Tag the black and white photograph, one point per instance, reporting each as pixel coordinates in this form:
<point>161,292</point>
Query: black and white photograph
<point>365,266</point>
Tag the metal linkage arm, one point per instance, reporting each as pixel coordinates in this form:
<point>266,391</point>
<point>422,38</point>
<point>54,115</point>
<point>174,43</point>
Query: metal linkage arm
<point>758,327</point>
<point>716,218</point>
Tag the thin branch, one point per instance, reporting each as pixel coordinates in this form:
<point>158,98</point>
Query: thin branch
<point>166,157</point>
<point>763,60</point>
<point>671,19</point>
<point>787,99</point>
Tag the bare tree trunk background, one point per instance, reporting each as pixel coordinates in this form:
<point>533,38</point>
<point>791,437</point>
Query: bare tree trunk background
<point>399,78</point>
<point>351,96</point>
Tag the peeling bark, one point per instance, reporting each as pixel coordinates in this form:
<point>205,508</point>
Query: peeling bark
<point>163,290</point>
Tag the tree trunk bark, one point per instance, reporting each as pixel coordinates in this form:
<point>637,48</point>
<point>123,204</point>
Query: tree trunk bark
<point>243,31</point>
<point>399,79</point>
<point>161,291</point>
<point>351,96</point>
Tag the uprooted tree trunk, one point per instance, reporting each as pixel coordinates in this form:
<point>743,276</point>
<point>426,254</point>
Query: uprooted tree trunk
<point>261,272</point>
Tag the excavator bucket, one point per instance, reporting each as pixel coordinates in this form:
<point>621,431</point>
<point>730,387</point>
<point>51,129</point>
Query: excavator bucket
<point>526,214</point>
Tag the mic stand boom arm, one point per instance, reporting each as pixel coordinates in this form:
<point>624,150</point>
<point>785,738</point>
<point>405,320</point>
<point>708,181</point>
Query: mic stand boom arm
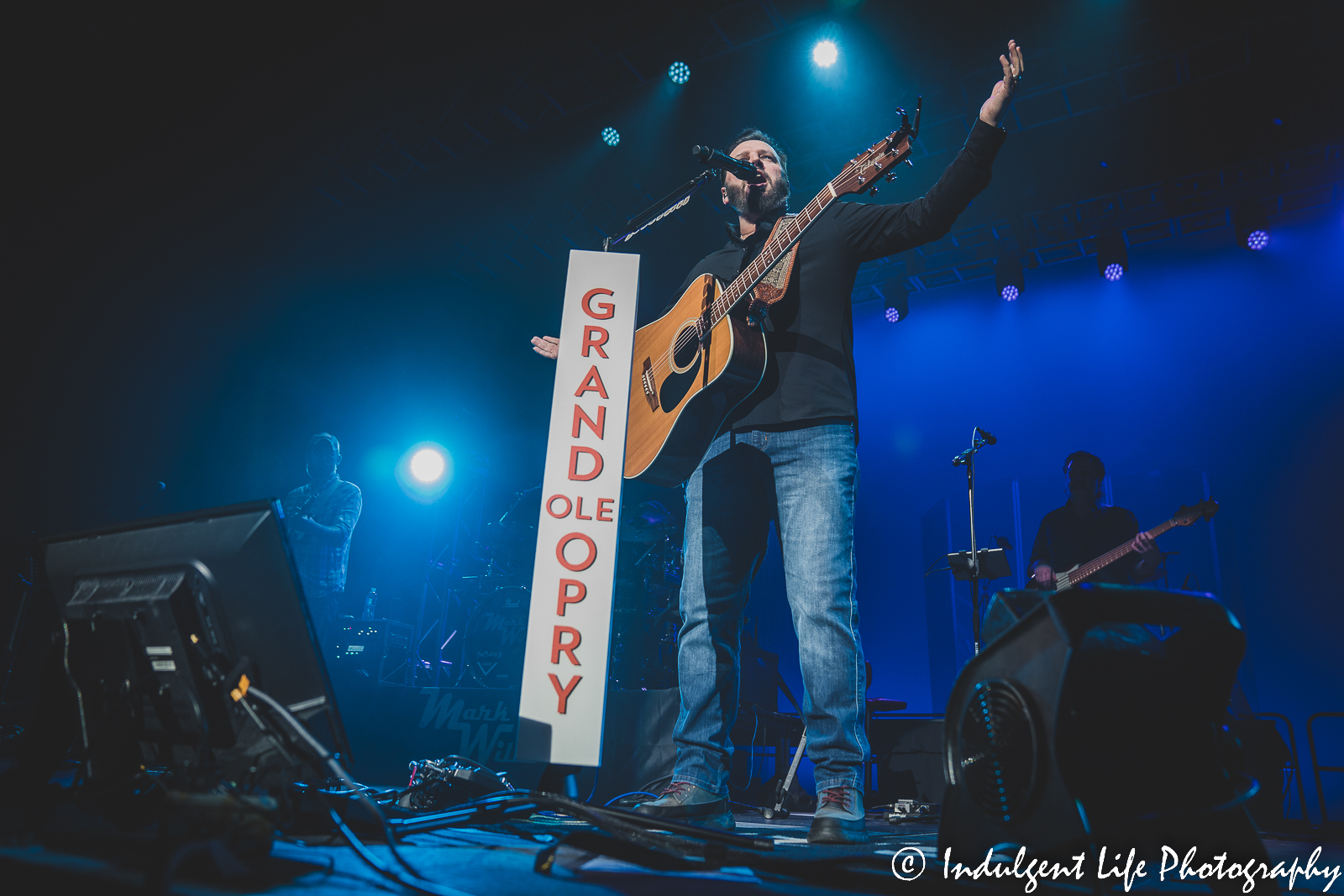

★ ★ ★ ★

Once the line holding "Tag the bare" is found, set it down along with every line after it through the end of the entries, exactly, leaving the pictures out.

Tag the bare tree trunk background, one point per instance, reporting each as pixel coordinates in this form:
<point>533,38</point>
<point>791,437</point>
Query: bare tree trunk background
<point>399,78</point>
<point>351,96</point>
Tag the peeling bark, one point per instance, reporting each as pixel coordinates in this form:
<point>205,508</point>
Query: peeling bark
<point>163,290</point>
Tag the tree trunk bark, one point per instance, reporting each as pixel coordinates in this form:
<point>637,48</point>
<point>123,204</point>
Query: tree trunk bark
<point>243,31</point>
<point>399,79</point>
<point>161,291</point>
<point>351,96</point>
Tag the uprooted tree trunk, one point per instance, reporting each as pixel coordinates in this form:
<point>743,276</point>
<point>426,254</point>
Query: uprooted tree trunk
<point>261,272</point>
Tag the excavator bucket, one point per instance, reporting each as pixel coordinates in this form:
<point>621,431</point>
<point>730,387</point>
<point>51,129</point>
Query: excavator bucket
<point>526,214</point>
Tag the mic stand boom arm, one point per instance, reporting each as pixel coordinates in this form:
<point>624,150</point>
<point>785,738</point>
<point>405,320</point>
<point>708,181</point>
Query: mic stand boom arm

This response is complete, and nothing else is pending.